Written task
Turn the records from the line with "Exercise. Pick out the white sleeveless" through the line with "<point>771,477</point>", both included, into a Markdown table with columns Row and Line. Give each non-blank line its own numbered row.

== Data records

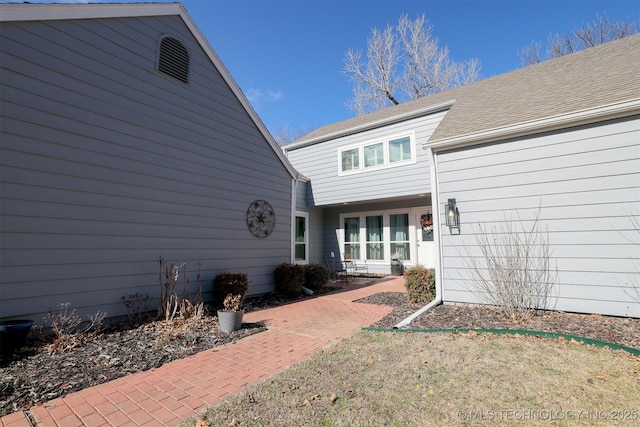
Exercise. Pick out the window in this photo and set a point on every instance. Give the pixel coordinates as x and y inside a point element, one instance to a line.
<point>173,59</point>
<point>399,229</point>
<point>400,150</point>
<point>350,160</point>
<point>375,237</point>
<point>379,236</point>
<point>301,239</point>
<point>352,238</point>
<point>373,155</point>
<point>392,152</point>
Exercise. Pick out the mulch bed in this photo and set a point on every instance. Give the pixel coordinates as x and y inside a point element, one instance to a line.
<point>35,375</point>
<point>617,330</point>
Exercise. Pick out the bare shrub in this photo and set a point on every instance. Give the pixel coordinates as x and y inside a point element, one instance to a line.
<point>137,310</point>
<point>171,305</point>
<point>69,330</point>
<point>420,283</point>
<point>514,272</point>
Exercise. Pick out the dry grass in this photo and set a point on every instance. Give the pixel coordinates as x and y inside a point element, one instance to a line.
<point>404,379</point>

====
== Data records

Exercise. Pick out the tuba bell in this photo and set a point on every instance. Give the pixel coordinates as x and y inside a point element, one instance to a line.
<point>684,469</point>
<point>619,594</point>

====
== Data records

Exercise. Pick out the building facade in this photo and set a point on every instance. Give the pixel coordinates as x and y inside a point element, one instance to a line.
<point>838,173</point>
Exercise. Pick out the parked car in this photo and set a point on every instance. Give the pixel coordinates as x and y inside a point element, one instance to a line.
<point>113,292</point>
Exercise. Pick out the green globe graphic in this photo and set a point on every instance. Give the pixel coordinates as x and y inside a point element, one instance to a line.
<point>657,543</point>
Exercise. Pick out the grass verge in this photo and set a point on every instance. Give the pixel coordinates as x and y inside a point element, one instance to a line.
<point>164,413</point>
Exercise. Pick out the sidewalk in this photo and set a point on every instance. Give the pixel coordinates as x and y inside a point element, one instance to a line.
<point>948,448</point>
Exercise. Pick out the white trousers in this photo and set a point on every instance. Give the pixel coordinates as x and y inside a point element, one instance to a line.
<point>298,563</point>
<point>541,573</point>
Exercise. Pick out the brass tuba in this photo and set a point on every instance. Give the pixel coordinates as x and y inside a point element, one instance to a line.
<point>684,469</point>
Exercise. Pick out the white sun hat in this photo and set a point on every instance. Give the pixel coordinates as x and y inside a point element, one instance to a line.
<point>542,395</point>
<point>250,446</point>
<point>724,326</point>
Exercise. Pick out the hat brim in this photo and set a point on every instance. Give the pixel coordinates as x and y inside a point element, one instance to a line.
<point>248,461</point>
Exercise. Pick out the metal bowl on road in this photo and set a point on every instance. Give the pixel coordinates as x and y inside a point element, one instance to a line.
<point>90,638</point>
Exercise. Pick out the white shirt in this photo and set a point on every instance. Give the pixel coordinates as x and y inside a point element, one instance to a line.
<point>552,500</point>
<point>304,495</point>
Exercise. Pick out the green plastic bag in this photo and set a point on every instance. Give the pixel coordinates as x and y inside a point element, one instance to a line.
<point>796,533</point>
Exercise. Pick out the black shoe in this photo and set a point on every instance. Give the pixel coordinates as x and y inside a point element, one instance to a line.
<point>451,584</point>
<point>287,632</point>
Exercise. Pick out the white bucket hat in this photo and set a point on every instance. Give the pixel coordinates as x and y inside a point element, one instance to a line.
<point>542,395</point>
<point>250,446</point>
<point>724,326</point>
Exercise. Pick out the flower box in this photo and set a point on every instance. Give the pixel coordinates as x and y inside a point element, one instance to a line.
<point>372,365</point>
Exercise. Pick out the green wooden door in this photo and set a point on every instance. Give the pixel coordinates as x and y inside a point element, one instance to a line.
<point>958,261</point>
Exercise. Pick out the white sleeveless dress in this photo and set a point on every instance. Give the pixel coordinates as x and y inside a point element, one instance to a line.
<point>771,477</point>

====

Answer to this exercise
| Row | Line |
|---|---|
| 1 | Exercise. Pick out the white sleeveless dress in this photo and set a point on every instance. Give the pixel coordinates as x and y inside a point element, one instance to a line. |
| 2 | <point>771,477</point> |